__PROBLEM REQUIREMENTS__
Your response should be every line of the data, written out exactly.

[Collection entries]
"""
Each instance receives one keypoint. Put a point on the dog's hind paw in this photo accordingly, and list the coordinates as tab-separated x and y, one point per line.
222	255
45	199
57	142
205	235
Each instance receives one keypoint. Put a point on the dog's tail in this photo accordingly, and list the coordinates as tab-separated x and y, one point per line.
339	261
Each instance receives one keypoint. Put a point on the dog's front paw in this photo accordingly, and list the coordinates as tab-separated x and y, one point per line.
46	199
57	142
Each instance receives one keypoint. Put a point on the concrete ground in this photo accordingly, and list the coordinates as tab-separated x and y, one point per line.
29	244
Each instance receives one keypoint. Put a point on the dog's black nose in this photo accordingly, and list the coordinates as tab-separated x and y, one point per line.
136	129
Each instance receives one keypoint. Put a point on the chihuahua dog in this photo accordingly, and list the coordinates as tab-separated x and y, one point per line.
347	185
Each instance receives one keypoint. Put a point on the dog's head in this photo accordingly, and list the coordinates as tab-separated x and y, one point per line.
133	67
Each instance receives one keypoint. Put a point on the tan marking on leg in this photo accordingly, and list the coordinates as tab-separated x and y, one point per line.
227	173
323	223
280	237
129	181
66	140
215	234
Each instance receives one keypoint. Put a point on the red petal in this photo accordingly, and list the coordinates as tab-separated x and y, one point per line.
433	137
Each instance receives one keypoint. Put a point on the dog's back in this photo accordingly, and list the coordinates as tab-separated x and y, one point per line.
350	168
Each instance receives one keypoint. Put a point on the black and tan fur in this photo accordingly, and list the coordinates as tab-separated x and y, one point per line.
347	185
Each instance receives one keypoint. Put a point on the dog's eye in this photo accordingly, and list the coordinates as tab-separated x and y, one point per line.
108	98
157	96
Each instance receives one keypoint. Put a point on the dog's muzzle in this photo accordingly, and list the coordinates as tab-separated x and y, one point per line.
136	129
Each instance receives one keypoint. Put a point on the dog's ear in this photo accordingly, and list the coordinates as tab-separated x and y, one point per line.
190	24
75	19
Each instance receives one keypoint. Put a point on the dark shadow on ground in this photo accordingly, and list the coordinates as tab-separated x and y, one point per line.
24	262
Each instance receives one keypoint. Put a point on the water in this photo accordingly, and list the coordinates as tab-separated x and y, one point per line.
"""
__YOUR RESPONSE__
Each instance receives one keypoint. Put a point on the dog's hind paw in this photo accordingly, and list the coordinates as tab-separated x and y, one point per line.
222	255
45	199
57	142
205	235
Each instance receives one keypoint. Put a point on the dog's tail in this photo accordingly, and list the coordinates as tab-separated x and y, one point per line.
339	261
Each instance receives one keypoint. Put a point on the dog's front paw in this photo accordingly, and list the coordinates as tab-separated x and y, one point per line.
46	199
57	142
Each instance receives one keypoint. Put a point on the concrete ground in this photo accordingly, and list the coordinates as tab-separated x and y, one point per line.
29	244
Each instance receives one keypoint. Put a point on the dog's black nose in this photo accordingly, and list the coordinates as tab-separated x and y, one point per line.
136	129
Each instance receives one keypoint. Put a point on the chihuahua dog in this photo accordingly, and list the coordinates as tab-separated x and y, one point per line.
347	185
Each instance receives one keypoint. Put a point on the dog's head in this photo accordingly, and list the coordinates as tab-separated x and y, one point per line.
133	67
Each instance receives one keypoint. Put a point on the tan marking on leg in this photo accordingly, and list the coordinates as tab-separated x and y, one point per line.
227	173
323	223
280	237
129	181
66	140
215	234
Each instance receives one keypoint. Put a point on the red petal in this photo accordingly, and list the coordinates as tab-separated x and y, one point per line.
433	137
Each instance receives one keypoint. Put a point on the dog's back in this photo accordingly, and list the coordinates as tab-separated x and y, one point per line.
350	168
Each instance receives one keypoint. Put a point on the black and tan fur in this photo accordingly, and list the coordinates as tab-separated x and y, one point per line.
347	185
Each instance receives one keypoint. Put a point on the dog's eye in this photo accordingly, and list the coordinates as tab-separated x and y, one point per line.
108	98
157	96
Each instance receives one keypoint. Put a point on the dog's muzzle in this photo accordingly, and list the coordinates as tab-separated x and y, one point per line.
136	129
Each instance receives one keypoint. Put a point on the dog's ear in this photo accordingly, and list the coordinates as tab-separated x and y, one point per line.
190	24
75	19
Each instance receives one keypoint. Put a point on the dark shadow on ground in this photo accordingly, and list the coordinates as tab-separated x and y, one point per line.
24	262
Each instance receives one keypoint. Put a point on the water in this photo accordingly, and list the coordinates as tab-separated x and y, one point per line.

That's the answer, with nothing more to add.